## RECORDS FOR THE TASK

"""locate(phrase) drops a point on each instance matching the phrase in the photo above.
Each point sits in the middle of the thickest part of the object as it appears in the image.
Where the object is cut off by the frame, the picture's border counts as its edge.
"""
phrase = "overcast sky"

## DIRECTIONS FOR THIS TASK
Write out all the material exactly, keeping each word.

## RESPONSE BOX
"""locate(phrase) drops a point on each instance matching the phrase in the photo above.
Each point sits in the middle of the thickest part of the object as it appears in the image.
Where the object is cut off by the frame, the picture's border counts as its edge.
"""
phrase = "overcast sky"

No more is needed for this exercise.